Reproduce the passage of the Hoi An travel account starting with "All work is" and going on through "and younger sister.".
··· Document extract ···
These gentlemen are exhibiting the latest in Vietnam fashion and sport more makeup than most girls I know.

This singer is very popular in Vietnam. Like most male singers he's sporting tight pants in bright colours. However he falls short on the cowboy boots and hat and the accompanying dance. The one song he sings in English, I can't understand as his accent is so strong.

In the morning Trung and I take a bicycle tour of the Hoi An countryside. We arrive at a vegetable farm and stop to have a chat with some of the farmers.

It’s hard to complain about life back home when you see some of the hardships faced out here. This farmer works harder than most people I’ve seen and stops his work to pose for a photo. He’s very happy despite the hardships he faces and I find myself completely lost for words, not that it would matter since we don’t speak a common language.

All work is done by hand and everyone works, men, women and children, young and old. These farmers make reasonably good sums of money I’m told.

After the vegetable garden, we ride to Vuong’s place for a lunch with his mother (Ba) and younger sister.
··· Supplied data ···
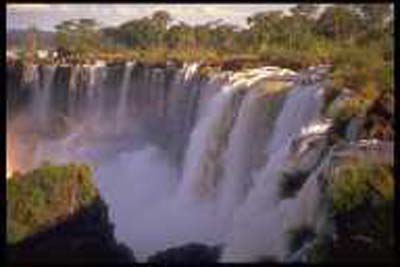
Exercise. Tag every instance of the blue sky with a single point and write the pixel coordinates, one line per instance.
(46, 16)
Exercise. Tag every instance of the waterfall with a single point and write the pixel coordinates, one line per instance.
(258, 224)
(202, 155)
(180, 158)
(122, 102)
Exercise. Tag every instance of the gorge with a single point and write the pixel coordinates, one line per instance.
(181, 157)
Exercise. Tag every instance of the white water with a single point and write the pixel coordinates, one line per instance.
(218, 197)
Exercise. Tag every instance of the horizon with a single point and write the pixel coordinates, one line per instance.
(45, 16)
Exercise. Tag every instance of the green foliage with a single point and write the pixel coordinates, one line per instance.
(37, 199)
(357, 40)
(358, 183)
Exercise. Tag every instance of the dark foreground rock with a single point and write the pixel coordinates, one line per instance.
(191, 253)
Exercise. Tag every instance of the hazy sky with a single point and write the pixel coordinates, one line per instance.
(46, 16)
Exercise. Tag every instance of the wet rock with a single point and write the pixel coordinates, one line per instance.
(191, 253)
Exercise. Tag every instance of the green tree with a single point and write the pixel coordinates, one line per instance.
(79, 36)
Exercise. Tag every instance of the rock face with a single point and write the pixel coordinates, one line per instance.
(45, 225)
(191, 253)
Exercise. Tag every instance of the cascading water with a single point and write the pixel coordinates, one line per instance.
(178, 158)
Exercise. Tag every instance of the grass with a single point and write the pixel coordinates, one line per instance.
(38, 199)
(358, 182)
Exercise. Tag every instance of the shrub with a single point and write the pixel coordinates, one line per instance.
(37, 199)
(358, 183)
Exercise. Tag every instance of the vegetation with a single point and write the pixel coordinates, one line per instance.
(356, 39)
(37, 200)
(362, 197)
(360, 183)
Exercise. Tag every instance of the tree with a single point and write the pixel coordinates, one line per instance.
(79, 36)
(339, 22)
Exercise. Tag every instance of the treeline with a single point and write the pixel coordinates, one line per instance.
(304, 28)
(356, 39)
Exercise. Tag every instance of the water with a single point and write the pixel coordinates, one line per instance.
(179, 159)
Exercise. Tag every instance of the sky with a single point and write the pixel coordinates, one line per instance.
(46, 16)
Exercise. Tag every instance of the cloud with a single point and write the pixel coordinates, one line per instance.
(46, 16)
(28, 7)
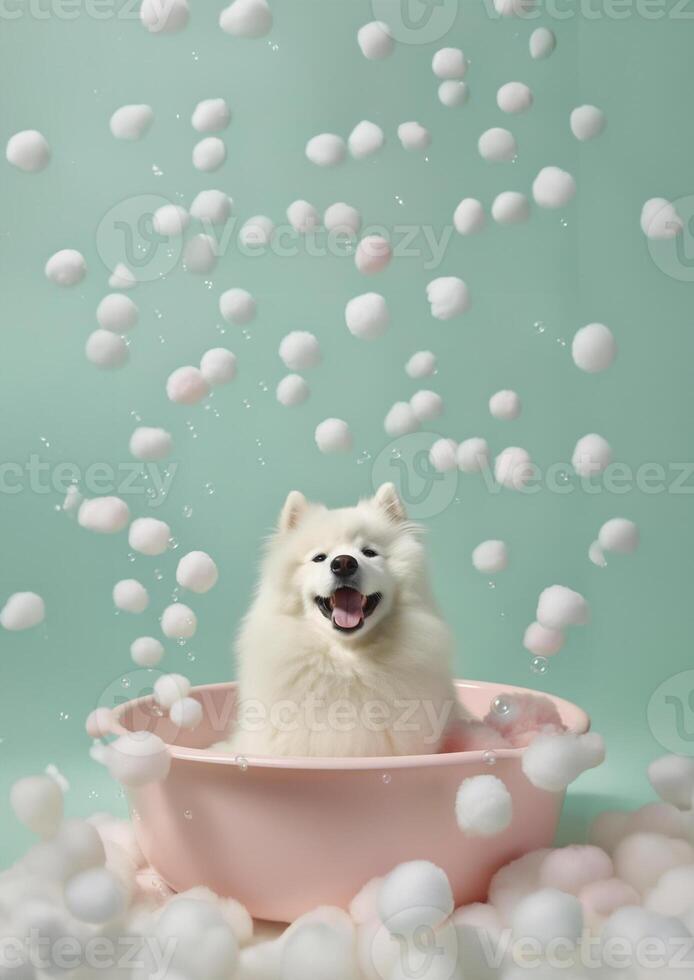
···
→ Solved problem
All work is done by hand and everyone works, men, women and children, young and old. These farmers make reasonably good sums of money I’m told.

After the vegetable garden, we ride to Vuong’s place for a lunch with his mother (Ba) and younger sister.